Records in a dataset:
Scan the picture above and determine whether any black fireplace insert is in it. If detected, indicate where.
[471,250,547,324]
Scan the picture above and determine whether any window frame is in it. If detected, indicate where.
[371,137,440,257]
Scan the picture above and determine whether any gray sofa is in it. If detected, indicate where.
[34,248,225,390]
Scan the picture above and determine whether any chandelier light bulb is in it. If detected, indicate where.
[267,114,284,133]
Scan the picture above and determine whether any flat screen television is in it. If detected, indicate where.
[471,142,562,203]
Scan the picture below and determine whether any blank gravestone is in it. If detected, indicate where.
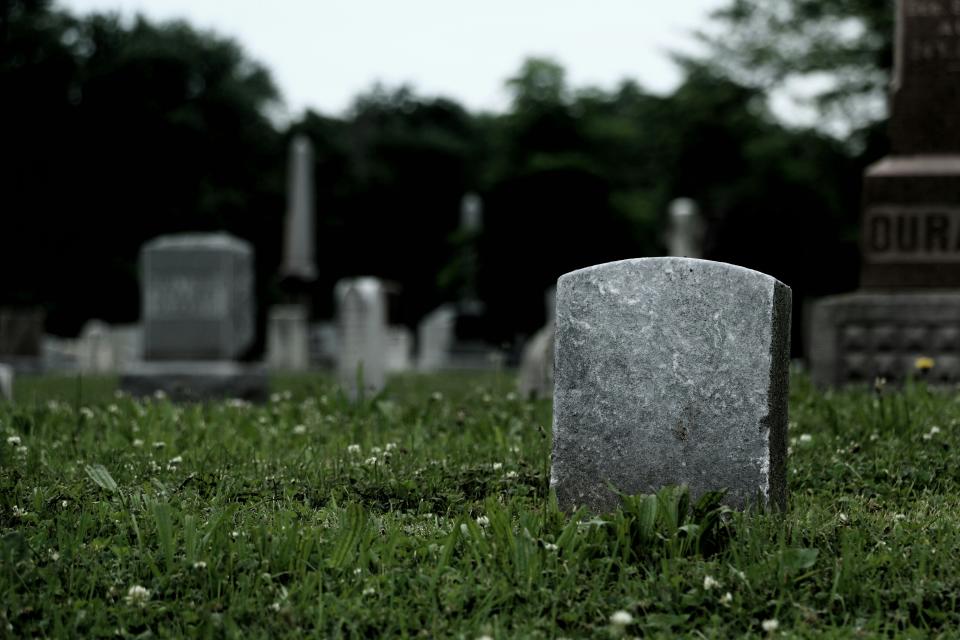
[121,233,267,400]
[550,258,791,511]
[334,278,387,398]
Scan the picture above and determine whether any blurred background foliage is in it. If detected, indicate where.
[0,0,893,356]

-- Exercise --
Write out every line of the data above, omitting the pictures, and shift each bounding-box coordinate in the answers up by 86.

-- Task response --
Scan the picture above and determine whether any black fireplace insert is in it. If detected, indicate where.
[557,336,633,410]
Scan the picture above and determine whether any window frame is in it. If detected, indicate where.
[457,223,526,343]
Scan the picture above and determine whether any gray sofa is in it. If detected, indicate where.
[120,334,311,476]
Scan the picture above and determine whether any chandelier light bulb is in it. If detected, indicate where.
[353,200,370,219]
Scan the picture above and determine whether any flat screen television is in it. If detected, indicate where.
[557,228,648,289]
Scan the picture below and determine whether any blank gravestone is in it. If detected, indicate where.
[207,319,353,486]
[636,344,877,597]
[420,364,473,484]
Scan the picture above and determine whether any blurred background foliage is in it. If detected, indicate where.
[86,86,979,442]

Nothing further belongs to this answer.